» **Stated goal**: Copy each of the items below word for word, keeping every line as it appears.

» **Dataset rows**:
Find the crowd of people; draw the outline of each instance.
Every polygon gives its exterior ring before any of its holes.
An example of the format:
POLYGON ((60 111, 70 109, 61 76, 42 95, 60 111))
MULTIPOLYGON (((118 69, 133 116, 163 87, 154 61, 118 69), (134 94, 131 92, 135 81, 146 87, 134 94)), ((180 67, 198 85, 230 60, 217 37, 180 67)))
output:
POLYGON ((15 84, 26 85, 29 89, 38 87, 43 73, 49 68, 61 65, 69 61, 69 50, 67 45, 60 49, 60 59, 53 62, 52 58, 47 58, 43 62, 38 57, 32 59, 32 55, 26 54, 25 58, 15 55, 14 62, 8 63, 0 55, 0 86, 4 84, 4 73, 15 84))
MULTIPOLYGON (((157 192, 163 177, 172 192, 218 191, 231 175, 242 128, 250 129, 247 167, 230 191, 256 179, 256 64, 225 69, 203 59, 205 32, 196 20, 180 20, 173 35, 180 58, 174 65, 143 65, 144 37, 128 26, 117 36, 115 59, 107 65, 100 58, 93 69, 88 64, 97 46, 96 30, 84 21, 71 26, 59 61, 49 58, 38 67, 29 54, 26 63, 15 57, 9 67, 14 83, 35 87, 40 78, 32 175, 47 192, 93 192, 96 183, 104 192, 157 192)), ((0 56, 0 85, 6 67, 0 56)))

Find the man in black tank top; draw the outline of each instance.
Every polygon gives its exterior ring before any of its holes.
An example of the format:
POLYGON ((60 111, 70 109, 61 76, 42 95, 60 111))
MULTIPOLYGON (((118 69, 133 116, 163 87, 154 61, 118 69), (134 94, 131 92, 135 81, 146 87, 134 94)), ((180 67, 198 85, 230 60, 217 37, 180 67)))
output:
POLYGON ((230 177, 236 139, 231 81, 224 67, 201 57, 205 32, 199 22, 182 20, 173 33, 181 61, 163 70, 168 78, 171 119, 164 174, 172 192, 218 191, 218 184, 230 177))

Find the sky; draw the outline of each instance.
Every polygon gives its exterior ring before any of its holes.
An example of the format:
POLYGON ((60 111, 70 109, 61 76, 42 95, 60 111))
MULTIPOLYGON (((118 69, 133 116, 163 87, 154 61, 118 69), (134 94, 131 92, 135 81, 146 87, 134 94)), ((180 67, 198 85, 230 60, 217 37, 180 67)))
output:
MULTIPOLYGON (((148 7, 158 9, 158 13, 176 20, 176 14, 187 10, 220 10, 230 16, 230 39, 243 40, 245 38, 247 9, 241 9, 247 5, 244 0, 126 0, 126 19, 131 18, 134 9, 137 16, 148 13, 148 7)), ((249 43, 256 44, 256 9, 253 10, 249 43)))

» **Output for this task**:
Find the crowd of people; draw the outline of each instance.
Every polygon gives its exterior ring before any of its holes.
An example of the format:
POLYGON ((60 111, 70 109, 61 76, 42 95, 60 111))
MULTIPOLYGON (((118 69, 133 116, 163 87, 154 61, 118 69), (134 94, 131 92, 135 81, 146 87, 134 94)), ((180 67, 198 85, 230 60, 217 37, 180 67)))
output:
POLYGON ((15 84, 26 85, 29 89, 38 87, 43 73, 49 68, 61 65, 69 61, 69 50, 67 45, 60 49, 60 59, 53 62, 52 58, 47 58, 43 62, 38 57, 32 59, 32 55, 26 54, 25 58, 15 55, 14 62, 8 63, 0 55, 0 86, 4 84, 4 73, 15 84))
MULTIPOLYGON (((157 192, 163 177, 172 192, 218 191, 231 175, 242 128, 250 129, 247 167, 230 191, 256 179, 256 64, 225 69, 203 59, 205 32, 196 20, 180 20, 173 35, 180 58, 174 65, 143 65, 144 37, 128 26, 117 36, 115 59, 107 65, 100 58, 93 69, 88 64, 97 46, 96 30, 84 21, 71 26, 59 61, 49 58, 38 67, 29 54, 26 63, 15 57, 9 67, 14 83, 35 87, 40 78, 32 175, 47 192, 93 192, 96 183, 104 192, 157 192)), ((0 56, 0 85, 6 67, 0 56)))

Find the man in black tank top; draw the outline of each instance.
Every polygon gives its exterior ring before any of its holes.
An example of the format:
POLYGON ((60 111, 70 109, 61 76, 42 95, 60 111))
MULTIPOLYGON (((118 69, 133 116, 163 87, 154 61, 118 69), (134 94, 131 92, 135 81, 146 87, 134 94)), ((180 67, 198 85, 230 60, 217 37, 180 67)))
output:
POLYGON ((230 177, 236 139, 231 81, 224 67, 201 57, 205 32, 199 22, 182 20, 173 33, 181 61, 163 70, 168 78, 171 119, 164 174, 172 192, 218 191, 218 184, 230 177))

Find the sky; draw the outline of each instance.
Every polygon gives its exterior ring before any of its holes.
An example of the format:
POLYGON ((60 111, 70 109, 61 76, 42 95, 60 111))
MULTIPOLYGON (((118 69, 133 116, 163 87, 154 61, 118 69), (134 94, 131 92, 135 81, 146 87, 134 94)), ((180 67, 198 85, 230 60, 217 37, 180 67)))
output:
MULTIPOLYGON (((148 7, 158 9, 158 13, 176 20, 176 14, 187 10, 220 10, 230 16, 230 39, 243 40, 245 38, 247 9, 241 9, 247 5, 244 0, 126 0, 126 19, 131 18, 134 9, 137 16, 148 13, 148 7)), ((249 43, 256 44, 256 9, 253 10, 249 43)))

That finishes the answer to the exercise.